**Selected excerpt**

******

A kot (diminutive kotje) is a type of student housing privately rented during the academic or school year in Belgium. The word kot is used in both Belgian Dutch and Belgian French, but not in standard Dutch or standard French.

==Etymology==
The word comes from Flemish and means small shelter, nest, cabin (as in friet kot, a chip shed, or kot à poule, a chicken coop). It can also even refer to slums. This term specifically used in Belgium refers to a cupboard (un kot à balais, a broom cupboard) and by extension any small room such as a student room. It emphasizes the narrow aspect which is typically encountered in such housing.

These kots can be either individual or part of a shared house, in which a certain area is public (the kitchen, the toilets and showers, etc.) casually called "commu" (rooms shared in common).

The word kot belongs to the Dunkirk dialect, in which it's pronounced “kotsheu“ (a small kot), meaning a shed, a garden shed, a junk room.

Derived words include:
- the verb kotter ("to kot"), which means to rent and inhabit a kot, usually only during the week
- the nouns kotteur and kotteuse refer to the tenant of a kot and often by extension to every student living outside the family home
- the nouns cokotteur or cokotier and cokotteuse (or cokotière), which mean flatmate.

==Project kots==
Some community kots take part in a project, in particular in Louvain-la-Neuve. These "project kots" offer a large variety of activities. The project could be organizing a weekly spaghetti party, homework support, supporting a humanitarian organization. The only boundary is the creativity in management skills and the ability to bring people together.

******

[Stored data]
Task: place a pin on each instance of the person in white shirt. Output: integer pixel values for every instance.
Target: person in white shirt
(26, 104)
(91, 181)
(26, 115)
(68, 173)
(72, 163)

******

**What the task requires**
Update the text on student housing in Belgium, starting at "The word kot belongs" and ending at "which mean flatmate.", by replacing "flatmate" with "housemate". The stored data is separate material that has no connection to the text on student housing in Belgium.

**Exercise output**
The word kot belongs to the Dunkirk dialect, in which it's pronounced “kotsheu“ (a small kot), meaning a shed, a garden shed, a junk room.

Derived words include:
- the verb kotter ("to kot"), which means to rent and inhabit a kot, usually only during the week
- the nouns kotteur and kotteuse refer to the tenant of a kot and often by extension to every student living outside the family home
- the nouns cokotteur or cokotier and cokotteuse (or cokotière), which mean housemate.